• **Bloc de texte**:
# # #

Pour imposer des RTT, l’employeur doit justifier de difficultés économiques
Dans le cadre des mesures d'urgence prises pour faire face à l'épidémie de Covid-19, l'ordonnance n°2020-323 du 25 mars 2020 permet à l'employeur d'imposer aux salariés la prise de 10 jours de RTT à des dates déterminées par lui (consulter notre article expliquant cette mesure). Cette dérogation, autorisée initialement jusqu'au 31 décembre 2020, a été prolongée une première fois jusqu'au 30 juin 2021 et le gouvernement vient de déposer un projet de loi pour la prolonger à nouveau jusqu'au 31 octobre 2021.
Cette mesure, qui rogne les droits des salariés, n'est pas pour autant un chèque en blanc offert aux employeurs. Sanofi vient de l'apprendre, à ses dépens, après une décision de la cour d'appel de Paris (CA Paris, pôle 6, ch. 2, 1er avril 2021, n°20/12215).
L'entreprise doit justifier de difficultés économiques
L'ordonnance de mars 2020 prévoit explicitement que cette mesure s'applique « lorsque l’intérêt de l’entreprise le justifie eu égard aux difficultés économiques liées à la propagation du covid-19 ».
Autrement dit, pour pouvoir imposer unilatéralement aux salariés la prise de 10 jours de RTT, l'employeur ne peut pas seulement se prévaloir de la crise sanitaire. Il doit pouvoir justifier que celle-ci a engendré des difficultés économiques pour l'entreprise.

# # #

• **Entrées affichées**:

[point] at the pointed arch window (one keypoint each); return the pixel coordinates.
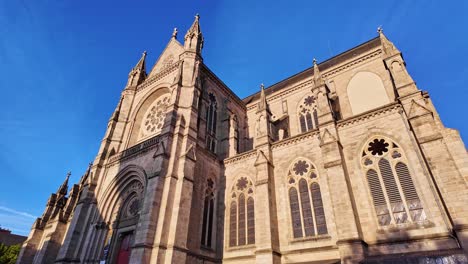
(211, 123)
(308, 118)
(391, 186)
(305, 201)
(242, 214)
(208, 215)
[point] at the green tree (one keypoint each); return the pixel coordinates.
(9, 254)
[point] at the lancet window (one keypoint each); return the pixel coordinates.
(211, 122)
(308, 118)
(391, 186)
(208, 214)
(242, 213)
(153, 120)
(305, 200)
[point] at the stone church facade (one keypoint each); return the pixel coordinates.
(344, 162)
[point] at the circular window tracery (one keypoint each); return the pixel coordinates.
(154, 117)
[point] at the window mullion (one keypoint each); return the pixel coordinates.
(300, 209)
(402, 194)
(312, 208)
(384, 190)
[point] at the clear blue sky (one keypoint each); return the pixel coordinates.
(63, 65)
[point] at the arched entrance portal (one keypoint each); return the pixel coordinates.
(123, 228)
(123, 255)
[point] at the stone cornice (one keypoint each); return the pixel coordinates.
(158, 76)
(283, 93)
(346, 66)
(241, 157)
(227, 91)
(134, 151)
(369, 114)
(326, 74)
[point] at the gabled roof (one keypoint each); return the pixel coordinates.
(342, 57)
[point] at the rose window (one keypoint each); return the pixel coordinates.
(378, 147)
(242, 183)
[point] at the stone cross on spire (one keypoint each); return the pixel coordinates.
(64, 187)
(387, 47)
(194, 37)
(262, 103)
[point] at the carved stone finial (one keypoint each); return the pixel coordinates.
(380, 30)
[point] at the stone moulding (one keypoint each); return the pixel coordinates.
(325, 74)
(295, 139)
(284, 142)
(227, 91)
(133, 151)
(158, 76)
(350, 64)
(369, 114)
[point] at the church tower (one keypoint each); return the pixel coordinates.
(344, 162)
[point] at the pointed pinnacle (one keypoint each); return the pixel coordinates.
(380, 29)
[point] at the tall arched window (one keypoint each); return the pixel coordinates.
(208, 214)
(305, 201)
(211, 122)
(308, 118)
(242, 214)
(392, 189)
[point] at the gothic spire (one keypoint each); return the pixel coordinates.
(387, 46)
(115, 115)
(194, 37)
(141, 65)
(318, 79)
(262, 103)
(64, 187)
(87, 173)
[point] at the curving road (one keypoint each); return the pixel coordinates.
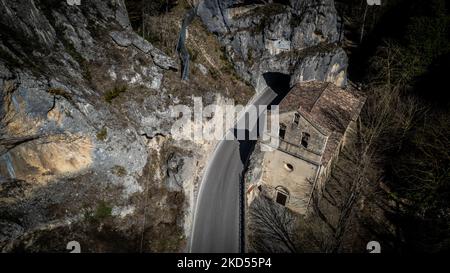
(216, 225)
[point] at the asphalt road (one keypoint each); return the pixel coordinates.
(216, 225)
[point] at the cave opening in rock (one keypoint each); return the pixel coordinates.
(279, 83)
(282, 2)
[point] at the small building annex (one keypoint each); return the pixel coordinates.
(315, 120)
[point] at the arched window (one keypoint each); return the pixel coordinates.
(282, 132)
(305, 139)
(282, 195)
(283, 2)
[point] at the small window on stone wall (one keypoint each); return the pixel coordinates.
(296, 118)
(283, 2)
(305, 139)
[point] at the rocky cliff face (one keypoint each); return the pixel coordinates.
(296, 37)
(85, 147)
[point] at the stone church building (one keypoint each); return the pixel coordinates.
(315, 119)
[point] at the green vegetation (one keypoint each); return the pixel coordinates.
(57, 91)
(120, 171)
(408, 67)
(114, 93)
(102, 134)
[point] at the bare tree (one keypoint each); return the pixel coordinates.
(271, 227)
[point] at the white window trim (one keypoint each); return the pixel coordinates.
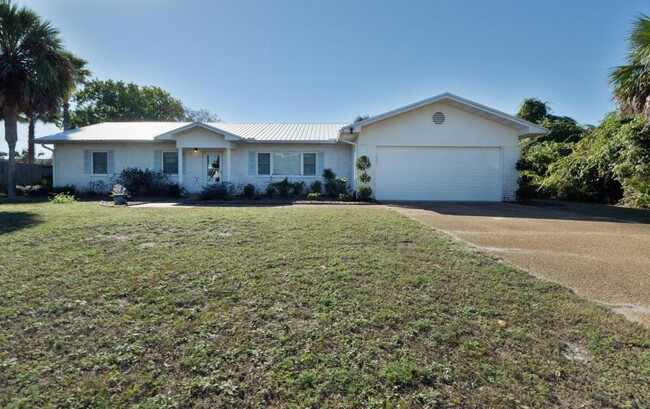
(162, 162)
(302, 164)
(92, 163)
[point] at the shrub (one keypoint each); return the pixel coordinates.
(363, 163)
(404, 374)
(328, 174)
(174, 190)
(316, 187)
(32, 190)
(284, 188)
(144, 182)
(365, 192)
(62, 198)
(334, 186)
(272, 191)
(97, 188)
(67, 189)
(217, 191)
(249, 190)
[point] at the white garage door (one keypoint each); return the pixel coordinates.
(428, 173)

# # #

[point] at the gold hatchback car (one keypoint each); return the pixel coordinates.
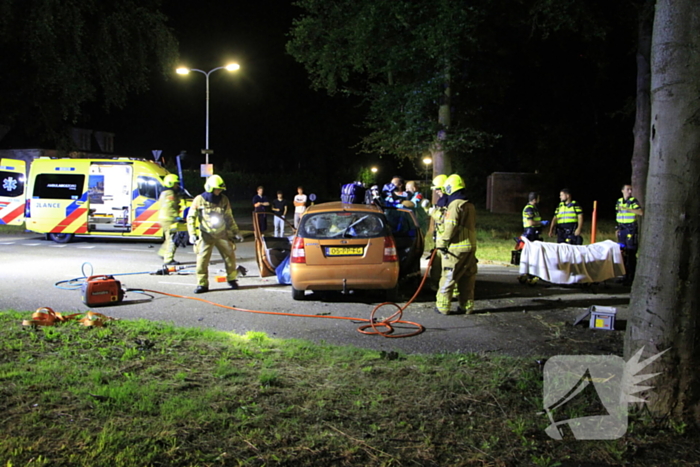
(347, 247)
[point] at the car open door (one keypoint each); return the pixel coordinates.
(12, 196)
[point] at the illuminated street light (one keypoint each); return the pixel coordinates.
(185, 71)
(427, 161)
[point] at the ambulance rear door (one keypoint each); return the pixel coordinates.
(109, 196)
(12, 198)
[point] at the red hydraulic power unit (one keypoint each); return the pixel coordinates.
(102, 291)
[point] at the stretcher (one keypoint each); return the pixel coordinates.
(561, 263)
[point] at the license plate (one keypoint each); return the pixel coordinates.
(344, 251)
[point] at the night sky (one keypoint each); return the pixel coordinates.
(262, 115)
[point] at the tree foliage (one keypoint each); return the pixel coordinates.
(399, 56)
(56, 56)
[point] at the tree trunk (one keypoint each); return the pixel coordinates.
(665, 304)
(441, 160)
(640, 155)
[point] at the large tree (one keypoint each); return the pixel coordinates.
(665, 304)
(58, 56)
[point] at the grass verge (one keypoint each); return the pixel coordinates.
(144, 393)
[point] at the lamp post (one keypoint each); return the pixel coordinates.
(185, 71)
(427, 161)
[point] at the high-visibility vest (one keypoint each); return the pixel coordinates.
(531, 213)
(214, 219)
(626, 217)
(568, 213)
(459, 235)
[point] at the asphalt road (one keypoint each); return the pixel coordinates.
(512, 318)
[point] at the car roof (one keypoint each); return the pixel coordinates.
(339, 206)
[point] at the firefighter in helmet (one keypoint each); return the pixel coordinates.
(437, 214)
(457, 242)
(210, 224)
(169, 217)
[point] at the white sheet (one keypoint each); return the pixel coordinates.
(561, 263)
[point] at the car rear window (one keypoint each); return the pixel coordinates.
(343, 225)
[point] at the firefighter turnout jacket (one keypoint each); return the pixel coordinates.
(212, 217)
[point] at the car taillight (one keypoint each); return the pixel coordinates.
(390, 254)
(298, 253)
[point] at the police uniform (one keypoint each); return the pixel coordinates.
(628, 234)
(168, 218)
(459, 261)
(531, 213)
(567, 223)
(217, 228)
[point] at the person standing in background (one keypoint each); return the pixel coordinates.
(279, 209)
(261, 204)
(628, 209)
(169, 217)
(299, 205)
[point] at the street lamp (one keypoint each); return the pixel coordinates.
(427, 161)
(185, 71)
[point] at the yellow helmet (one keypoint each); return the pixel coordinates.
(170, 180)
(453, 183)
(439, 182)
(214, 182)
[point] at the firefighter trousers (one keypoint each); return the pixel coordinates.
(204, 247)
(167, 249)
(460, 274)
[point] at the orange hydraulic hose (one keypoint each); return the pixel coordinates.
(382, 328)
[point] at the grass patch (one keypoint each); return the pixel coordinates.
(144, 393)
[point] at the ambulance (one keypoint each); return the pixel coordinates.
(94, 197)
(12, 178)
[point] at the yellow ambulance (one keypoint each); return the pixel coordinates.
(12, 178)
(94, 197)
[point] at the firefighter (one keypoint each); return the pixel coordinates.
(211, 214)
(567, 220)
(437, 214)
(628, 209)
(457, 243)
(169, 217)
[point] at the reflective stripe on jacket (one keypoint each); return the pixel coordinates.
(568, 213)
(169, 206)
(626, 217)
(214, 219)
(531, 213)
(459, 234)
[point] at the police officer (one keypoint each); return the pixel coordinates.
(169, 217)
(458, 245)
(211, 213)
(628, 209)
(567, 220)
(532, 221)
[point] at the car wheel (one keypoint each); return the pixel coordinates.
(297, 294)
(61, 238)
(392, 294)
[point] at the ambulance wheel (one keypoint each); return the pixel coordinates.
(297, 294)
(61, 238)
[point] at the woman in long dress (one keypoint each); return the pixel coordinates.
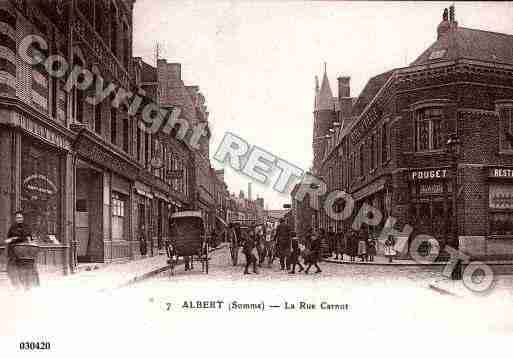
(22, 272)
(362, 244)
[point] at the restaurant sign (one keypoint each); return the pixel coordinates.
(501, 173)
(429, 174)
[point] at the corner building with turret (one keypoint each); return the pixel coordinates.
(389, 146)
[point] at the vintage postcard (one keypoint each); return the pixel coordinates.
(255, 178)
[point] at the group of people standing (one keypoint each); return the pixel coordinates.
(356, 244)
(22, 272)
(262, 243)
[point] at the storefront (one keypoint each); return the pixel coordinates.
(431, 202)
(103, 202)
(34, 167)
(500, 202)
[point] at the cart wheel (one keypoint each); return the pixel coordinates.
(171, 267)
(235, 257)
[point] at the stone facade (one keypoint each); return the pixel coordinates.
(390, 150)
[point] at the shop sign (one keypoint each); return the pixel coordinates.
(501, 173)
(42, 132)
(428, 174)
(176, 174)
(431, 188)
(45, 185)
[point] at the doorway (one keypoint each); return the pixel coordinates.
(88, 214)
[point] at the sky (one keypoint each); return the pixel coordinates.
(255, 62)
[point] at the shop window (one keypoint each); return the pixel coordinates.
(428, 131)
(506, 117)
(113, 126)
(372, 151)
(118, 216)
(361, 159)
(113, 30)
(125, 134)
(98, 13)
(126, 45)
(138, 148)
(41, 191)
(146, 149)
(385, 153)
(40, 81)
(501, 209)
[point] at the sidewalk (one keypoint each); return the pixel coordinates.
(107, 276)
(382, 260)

# # #

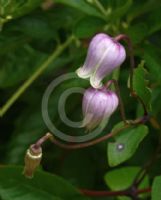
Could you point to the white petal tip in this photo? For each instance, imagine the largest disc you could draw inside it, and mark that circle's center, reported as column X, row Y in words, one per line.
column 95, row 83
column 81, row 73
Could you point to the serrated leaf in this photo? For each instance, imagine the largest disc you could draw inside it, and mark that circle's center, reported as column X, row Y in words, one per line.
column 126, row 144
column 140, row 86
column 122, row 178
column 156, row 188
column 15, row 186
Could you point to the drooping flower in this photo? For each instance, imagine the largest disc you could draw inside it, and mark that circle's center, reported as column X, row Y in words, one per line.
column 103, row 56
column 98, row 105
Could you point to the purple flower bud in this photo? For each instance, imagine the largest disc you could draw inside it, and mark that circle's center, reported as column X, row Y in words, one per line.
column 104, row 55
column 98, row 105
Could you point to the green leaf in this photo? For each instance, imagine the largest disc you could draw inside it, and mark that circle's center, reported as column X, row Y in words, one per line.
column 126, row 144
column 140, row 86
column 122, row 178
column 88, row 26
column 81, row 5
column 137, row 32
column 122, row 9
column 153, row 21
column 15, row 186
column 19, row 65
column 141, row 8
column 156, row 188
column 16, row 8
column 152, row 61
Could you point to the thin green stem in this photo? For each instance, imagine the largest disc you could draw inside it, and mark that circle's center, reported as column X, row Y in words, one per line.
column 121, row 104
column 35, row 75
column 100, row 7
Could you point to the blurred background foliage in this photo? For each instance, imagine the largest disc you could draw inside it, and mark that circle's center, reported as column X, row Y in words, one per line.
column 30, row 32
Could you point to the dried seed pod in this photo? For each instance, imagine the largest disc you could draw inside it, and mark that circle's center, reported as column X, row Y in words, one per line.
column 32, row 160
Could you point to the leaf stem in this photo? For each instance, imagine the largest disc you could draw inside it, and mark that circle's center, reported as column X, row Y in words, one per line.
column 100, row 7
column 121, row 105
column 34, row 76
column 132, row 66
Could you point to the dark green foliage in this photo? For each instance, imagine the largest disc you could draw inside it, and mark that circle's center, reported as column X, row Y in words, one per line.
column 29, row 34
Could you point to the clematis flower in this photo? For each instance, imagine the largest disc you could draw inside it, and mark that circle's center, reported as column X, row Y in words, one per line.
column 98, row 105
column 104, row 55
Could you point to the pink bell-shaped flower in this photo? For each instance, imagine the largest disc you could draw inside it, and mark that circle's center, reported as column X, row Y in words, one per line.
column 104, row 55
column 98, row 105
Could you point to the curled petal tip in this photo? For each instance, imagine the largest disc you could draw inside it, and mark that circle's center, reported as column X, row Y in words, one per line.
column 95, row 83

# # #

• **À faire**:
1. Recopiez le passage de l'article sur les RTT qui va de « Pour imposer des » jusqu'à « 31 octobre 2021. ».
2. Dans l'article sur les RTT, relevez toutes les dates limites jusqu'auxquelles la dérogation permettant d'imposer des jours de RTT a été autorisée, prolongée ou proposée à la prolongation.

• **Réponses**:
1.
Pour imposer des RTT, l’employeur doit justifier de difficultés économiques
Dans le cadre des mesures d'urgence prises pour faire face à l'épidémie de Covid-19, l'ordonnance n°2020-323 du 25 mars 2020 permet à l'employeur d'imposer aux salariés la prise de 10 jours de RTT à des dates déterminées par lui (consulter notre article expliquant cette mesure). Cette dérogation, autorisée initialement jusqu'au 31 décembre 2020, a été prolongée une première fois jusqu'au 30 juin 2021 et le gouvernement vient de déposer un projet de loi pour la prolonger à nouveau jusqu'au 31 octobre 2021.

2.
- 31 décembre 2020
- 30 juin 2021
- 31 octobre 2021